Task goal: For the material that follows, tally the lines holding "hooked" and give the total alone.

Records for this exercise:
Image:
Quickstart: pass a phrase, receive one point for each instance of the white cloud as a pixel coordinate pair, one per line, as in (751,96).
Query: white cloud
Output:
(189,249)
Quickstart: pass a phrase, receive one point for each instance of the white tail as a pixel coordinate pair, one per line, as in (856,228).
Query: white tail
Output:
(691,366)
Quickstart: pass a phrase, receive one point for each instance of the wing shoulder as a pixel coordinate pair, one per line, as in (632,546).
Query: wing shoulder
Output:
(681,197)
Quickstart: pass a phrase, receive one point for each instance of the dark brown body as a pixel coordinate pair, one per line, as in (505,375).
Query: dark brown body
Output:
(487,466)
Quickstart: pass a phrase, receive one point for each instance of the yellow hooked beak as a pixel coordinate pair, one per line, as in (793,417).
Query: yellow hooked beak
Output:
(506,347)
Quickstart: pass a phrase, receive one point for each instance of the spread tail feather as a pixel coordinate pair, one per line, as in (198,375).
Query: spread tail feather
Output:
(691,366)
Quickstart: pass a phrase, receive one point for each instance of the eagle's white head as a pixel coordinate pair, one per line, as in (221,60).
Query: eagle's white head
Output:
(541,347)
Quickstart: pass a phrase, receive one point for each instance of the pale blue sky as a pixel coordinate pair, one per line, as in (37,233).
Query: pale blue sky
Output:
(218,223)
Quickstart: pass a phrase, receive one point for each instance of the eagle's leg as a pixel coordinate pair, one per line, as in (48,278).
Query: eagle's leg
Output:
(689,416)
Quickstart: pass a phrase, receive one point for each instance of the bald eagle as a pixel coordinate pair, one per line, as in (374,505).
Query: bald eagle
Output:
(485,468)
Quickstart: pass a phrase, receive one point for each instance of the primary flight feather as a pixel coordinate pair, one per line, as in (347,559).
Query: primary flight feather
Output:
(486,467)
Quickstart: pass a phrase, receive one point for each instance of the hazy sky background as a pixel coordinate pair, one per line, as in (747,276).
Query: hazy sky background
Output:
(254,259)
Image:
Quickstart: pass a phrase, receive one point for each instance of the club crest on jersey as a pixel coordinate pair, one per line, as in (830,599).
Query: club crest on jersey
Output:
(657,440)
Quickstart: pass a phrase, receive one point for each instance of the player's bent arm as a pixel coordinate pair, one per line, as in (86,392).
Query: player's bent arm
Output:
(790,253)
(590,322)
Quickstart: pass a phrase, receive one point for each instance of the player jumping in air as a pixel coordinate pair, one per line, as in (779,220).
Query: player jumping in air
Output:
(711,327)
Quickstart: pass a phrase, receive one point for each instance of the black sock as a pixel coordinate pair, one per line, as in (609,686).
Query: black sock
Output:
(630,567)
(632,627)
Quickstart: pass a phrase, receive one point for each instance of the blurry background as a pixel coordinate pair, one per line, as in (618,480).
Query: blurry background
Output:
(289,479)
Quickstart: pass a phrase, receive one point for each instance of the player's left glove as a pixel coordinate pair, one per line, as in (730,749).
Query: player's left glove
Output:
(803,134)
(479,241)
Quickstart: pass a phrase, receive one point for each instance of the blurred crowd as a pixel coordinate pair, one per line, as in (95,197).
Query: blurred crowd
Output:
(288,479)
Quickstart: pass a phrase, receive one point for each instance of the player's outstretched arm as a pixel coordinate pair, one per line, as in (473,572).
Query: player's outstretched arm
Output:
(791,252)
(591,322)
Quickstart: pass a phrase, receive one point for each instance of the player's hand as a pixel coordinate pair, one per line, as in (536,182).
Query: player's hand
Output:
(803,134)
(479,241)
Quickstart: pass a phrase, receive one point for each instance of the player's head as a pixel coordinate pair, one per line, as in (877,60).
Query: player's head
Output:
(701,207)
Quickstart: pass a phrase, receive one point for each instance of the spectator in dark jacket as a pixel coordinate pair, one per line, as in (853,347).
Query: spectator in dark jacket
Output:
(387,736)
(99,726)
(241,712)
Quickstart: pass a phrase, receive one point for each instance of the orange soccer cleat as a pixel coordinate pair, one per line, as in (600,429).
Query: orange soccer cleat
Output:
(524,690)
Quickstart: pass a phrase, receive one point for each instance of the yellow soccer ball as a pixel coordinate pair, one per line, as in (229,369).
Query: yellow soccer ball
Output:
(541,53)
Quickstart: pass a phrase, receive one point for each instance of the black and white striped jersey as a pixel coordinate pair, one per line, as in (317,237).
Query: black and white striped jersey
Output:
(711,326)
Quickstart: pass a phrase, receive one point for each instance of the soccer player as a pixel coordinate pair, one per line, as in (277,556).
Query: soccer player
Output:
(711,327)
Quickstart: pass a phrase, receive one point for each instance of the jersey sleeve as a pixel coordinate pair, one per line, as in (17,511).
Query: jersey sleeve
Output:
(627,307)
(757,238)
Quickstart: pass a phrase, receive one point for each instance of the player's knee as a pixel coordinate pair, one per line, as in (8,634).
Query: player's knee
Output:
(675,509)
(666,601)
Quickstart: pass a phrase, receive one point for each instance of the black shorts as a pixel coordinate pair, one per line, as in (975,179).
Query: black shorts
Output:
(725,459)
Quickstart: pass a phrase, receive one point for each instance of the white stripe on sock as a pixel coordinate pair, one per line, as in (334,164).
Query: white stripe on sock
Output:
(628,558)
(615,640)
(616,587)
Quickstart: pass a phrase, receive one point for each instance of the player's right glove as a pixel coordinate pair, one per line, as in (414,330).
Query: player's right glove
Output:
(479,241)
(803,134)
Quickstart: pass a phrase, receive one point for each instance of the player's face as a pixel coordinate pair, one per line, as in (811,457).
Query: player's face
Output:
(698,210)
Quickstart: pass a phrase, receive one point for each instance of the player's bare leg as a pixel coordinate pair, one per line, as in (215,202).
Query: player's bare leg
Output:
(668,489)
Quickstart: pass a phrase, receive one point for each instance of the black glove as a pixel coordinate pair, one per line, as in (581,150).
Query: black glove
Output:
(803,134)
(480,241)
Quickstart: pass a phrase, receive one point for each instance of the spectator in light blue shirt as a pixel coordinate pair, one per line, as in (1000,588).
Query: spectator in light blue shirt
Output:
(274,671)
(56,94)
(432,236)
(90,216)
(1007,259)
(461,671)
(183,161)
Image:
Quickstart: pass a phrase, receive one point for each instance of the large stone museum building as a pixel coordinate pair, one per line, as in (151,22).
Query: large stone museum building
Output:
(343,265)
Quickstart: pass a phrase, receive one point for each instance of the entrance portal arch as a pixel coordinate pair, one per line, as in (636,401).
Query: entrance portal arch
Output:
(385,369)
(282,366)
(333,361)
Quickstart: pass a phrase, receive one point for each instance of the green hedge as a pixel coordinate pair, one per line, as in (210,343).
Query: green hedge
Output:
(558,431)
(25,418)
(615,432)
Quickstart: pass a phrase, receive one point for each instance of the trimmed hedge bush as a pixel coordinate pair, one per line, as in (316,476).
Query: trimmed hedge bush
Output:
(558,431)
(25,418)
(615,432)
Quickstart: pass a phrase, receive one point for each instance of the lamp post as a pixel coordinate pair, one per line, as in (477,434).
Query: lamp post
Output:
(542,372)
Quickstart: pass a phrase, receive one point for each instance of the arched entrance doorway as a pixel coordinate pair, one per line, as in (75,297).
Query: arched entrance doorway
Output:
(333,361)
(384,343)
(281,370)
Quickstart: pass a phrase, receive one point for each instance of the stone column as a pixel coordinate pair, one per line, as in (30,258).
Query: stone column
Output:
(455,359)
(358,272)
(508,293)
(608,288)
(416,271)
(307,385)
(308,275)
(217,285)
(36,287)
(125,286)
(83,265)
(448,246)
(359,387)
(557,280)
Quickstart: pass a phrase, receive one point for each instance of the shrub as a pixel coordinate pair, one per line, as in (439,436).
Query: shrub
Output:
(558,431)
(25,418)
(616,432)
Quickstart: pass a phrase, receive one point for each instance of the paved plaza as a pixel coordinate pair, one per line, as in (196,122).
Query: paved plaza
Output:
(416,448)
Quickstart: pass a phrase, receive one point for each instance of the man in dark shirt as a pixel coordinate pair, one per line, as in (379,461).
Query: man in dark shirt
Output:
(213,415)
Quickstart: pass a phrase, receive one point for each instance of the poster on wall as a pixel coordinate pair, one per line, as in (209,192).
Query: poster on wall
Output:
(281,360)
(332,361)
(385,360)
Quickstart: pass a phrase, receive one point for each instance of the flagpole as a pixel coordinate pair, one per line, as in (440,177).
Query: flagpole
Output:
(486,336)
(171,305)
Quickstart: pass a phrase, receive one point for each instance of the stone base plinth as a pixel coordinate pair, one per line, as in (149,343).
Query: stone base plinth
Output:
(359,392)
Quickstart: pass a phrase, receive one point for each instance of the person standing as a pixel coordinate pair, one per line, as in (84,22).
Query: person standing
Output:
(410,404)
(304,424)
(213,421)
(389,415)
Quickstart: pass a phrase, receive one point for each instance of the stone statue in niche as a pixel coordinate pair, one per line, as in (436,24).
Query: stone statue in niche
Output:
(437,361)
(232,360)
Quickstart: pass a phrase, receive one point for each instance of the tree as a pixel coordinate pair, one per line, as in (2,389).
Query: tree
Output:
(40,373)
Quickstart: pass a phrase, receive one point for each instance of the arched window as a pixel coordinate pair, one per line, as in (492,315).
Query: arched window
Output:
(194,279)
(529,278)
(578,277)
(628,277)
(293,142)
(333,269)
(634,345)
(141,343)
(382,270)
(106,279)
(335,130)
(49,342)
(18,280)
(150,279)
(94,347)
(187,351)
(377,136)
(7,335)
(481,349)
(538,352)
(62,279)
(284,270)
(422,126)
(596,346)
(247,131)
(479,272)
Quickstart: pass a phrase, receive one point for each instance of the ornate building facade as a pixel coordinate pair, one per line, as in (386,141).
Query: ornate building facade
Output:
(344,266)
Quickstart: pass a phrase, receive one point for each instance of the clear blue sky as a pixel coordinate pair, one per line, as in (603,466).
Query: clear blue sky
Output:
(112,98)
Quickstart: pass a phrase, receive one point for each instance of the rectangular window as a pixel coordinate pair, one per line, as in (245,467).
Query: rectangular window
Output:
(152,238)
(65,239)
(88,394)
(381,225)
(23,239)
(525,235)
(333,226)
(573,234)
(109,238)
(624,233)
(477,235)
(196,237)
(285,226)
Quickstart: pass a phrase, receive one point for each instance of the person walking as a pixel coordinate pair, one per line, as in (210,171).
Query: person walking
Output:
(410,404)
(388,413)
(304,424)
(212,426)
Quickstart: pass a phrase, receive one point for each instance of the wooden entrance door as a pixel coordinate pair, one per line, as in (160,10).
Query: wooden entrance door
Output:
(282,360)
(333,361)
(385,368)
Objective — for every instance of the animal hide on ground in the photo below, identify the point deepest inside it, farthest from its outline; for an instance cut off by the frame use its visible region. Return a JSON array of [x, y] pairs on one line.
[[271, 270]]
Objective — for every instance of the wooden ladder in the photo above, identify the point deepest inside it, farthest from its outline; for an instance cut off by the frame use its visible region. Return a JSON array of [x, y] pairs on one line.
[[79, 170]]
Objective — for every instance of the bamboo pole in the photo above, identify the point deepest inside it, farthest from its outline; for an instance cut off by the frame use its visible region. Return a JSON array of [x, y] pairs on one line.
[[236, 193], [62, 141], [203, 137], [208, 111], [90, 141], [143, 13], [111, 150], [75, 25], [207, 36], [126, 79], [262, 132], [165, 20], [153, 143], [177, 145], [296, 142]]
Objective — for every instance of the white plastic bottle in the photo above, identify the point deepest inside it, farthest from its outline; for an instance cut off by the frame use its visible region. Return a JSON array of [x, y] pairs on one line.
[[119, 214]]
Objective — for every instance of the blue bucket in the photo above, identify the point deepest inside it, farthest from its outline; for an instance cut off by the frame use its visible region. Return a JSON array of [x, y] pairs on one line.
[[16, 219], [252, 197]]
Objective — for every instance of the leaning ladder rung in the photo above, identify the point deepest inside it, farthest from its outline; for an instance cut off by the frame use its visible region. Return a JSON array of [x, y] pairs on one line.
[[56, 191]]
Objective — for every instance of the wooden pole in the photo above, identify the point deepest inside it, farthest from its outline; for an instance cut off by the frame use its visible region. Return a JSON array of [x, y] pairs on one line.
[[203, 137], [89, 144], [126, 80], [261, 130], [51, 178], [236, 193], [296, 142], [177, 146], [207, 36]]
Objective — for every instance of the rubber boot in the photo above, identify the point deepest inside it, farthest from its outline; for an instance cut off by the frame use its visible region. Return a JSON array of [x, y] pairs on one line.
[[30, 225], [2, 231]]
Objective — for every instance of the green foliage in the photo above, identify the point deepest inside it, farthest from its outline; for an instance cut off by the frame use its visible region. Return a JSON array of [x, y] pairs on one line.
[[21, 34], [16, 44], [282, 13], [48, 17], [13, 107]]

Response: 2